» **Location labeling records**
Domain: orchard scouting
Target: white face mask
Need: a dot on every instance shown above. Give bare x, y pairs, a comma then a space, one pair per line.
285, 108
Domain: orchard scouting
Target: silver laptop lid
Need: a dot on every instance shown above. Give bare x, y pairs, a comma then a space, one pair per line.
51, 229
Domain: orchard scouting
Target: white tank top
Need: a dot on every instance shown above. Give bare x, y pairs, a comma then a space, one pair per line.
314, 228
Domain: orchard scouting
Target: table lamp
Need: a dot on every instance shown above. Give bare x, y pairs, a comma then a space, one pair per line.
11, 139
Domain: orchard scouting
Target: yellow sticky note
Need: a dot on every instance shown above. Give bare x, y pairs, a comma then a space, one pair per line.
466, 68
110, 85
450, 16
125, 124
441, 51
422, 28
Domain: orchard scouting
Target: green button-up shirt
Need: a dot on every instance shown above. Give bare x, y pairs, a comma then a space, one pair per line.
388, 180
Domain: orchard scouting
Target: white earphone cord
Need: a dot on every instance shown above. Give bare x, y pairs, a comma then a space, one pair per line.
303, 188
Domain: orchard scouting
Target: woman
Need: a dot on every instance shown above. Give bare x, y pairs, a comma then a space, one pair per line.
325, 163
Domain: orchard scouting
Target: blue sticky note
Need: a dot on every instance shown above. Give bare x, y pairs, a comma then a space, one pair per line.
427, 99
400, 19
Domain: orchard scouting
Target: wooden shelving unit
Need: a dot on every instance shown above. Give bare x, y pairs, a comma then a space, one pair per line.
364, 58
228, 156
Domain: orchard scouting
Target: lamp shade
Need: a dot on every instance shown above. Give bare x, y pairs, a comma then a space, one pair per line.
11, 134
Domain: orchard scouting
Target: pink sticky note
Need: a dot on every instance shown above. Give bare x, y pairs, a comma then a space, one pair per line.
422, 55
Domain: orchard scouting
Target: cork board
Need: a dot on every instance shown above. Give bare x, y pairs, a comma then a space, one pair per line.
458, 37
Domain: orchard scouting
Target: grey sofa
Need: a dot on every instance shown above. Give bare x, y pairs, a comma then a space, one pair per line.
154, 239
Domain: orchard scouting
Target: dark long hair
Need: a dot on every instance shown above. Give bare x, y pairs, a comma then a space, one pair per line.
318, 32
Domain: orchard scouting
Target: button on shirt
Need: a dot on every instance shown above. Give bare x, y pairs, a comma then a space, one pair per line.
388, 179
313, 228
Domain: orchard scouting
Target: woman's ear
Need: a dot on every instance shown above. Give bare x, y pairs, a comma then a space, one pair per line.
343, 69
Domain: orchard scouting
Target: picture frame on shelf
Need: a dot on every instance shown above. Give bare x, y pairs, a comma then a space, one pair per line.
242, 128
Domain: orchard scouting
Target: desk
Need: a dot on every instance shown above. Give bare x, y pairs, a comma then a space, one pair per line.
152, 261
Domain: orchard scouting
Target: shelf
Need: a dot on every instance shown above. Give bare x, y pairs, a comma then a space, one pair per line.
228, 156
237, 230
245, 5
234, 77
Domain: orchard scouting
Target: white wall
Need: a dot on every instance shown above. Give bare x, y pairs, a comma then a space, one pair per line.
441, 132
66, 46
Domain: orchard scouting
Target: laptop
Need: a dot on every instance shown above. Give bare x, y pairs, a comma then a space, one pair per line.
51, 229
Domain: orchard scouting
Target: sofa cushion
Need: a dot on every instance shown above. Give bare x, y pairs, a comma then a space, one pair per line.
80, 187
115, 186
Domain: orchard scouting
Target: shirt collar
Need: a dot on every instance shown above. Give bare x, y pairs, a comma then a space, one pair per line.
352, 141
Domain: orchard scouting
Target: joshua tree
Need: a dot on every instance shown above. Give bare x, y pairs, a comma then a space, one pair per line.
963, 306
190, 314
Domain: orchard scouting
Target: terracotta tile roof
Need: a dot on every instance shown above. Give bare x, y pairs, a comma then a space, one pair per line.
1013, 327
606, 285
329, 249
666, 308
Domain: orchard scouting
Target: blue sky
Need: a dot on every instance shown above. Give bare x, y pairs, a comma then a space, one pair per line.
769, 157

» **Short task**
Each line must be given again exactly as written above.

» **Answer in full**
Domain: orchard scouting
Target: white face mask
Need: a dot on every instance shown above. Give bare x, y pairs, a comma then a space, one pair per line.
285, 108
Domain: orchard scouting
Target: silver laptop lid
Need: a dot on every instance shown above. Give bare x, y pairs, a comma then a space, one pair per line.
51, 229
Domain: orchard scouting
Target: white tank top
Need: a dot on every instance shown above. Give bare x, y pairs, a comma then a space, one pair per line.
314, 228
Domain: orchard scouting
Target: table lamp
Need: a dot on every instance shown above. Give bare x, y pairs, a comma then a space, one pair per line.
11, 139
Domain: orchard scouting
Target: yellow sticky note
Need: a dot on every instance shown above. Give bare x, y pairs, a comma then a space, one pair per line.
466, 68
110, 85
450, 16
125, 124
441, 51
422, 28
Domain: orchard scouting
Target: green button-up shirt
Need: a dot on every instance shown above. Give bare x, y pairs, a comma then a space, one pair per line.
388, 180
Domain: orchard scouting
Target: white earphone cord
Need: a dot on every instance shown above. Give bare x, y pairs, a comma then a space, one pair per line.
303, 188
Domain: orchard scouting
Target: woman
Need: a dot on every instance shown above. Give bare x, y pairs, a comma then a space, one pair per line.
325, 163
Domain: orchard scouting
Target: blue sticky note
Need: a dot on every instance shown above. Give bare x, y pairs, a comma then a space, one pair per line.
427, 99
400, 19
Domain: orchard scouting
Target: wooden shelving unit
Need: a dot on every instance shown above. Give bare x, y pairs, a comma then a space, one pair per line.
364, 58
228, 156
Domain: orchard scouting
Target: lamp shade
Need: a dot on every instance shown above. Give bare x, y pairs, a comma then a space, one pair per line.
11, 134
Domain: orchard scouting
Target: pink sticky note
Need: a dot on every instance shown above. Give bare x, y pairs, a comma then a space, one pair per line.
422, 55
Domain: orchard scouting
Target: cork board
Need: a dot on every instance shown above. Give bare x, y pairs, a comma then a space, one pair per line.
458, 37
Domain: orchard scouting
Target: grey sofa
Need: a dot on every instance shown above. Give bare x, y pairs, a comma then a space, one pair per line.
154, 239
Domain: orchard scouting
Target: dark long hair
Need: a dot on every instance shown above. Give bare x, y pairs, a comma then a space, one pair per line.
318, 32
Domain: orchard scouting
Target: button on shirt
Need: a dot on every instance shown above. Give bare x, y pairs, a comma then a space, one pair per line.
388, 179
313, 228
Domain: orchard scouting
Target: woman's ear
Need: a dot on every instance shown above. Give bare x, y pairs, a comma then a space, one pair per line.
343, 69
Domain: orchard scouting
Target: picture frame on shelf
Need: a dot on every instance shown above. Give bare x, y pairs, a comma then a space, one pair per line.
242, 128
Domain: orchard scouting
Target: desk
Need: a dot on every instance shown above. Give bare x, y pairs, a comma then a space, one pair per line.
152, 261
Domain: orchard scouting
Target: shelf
Need: a dot on every instance shown above. Give bare x, y pairs, a comma then a space, one pair per line.
228, 156
237, 230
245, 5
234, 77
Domain: orchard scouting
Target: white wall
Need: a dot on every instance shown above. Give bare x, y pairs, a comma then a space, one pair per line.
441, 132
66, 46
Domain: orchard scouting
Target: laptop
Need: a dot on every instance shown above. Give bare x, y pairs, a comma then a space, one pair per line.
51, 229
Domain: orchard scouting
Target: sofa cushion
Need: a dot on every instance shown above. Give bare x, y pairs, a comma then a space, one pair per line.
80, 187
115, 186
Domain: orchard scouting
Target: shirt collar
Need: a dot on every instance shown above. Give bare x, y pairs, a comma then a space, one pair per line.
352, 141
Domain: orchard scouting
Target: joshua tree
Need: a dot on every instance shown above. Give bare x, y pairs, a comma then a space, one pair per line.
963, 306
190, 314
Domain: orchard scouting
Target: terracotta tile roof
Need: a dot on every instance shown above. Give bare x, y pairs, a comma then a space, one pair per line.
1013, 327
606, 285
329, 249
666, 308
Domain: orchard scouting
Target: blue sky
Need: a dot on every instance shown above. Give bare x, y pairs, a comma then a space, one pair per line.
769, 157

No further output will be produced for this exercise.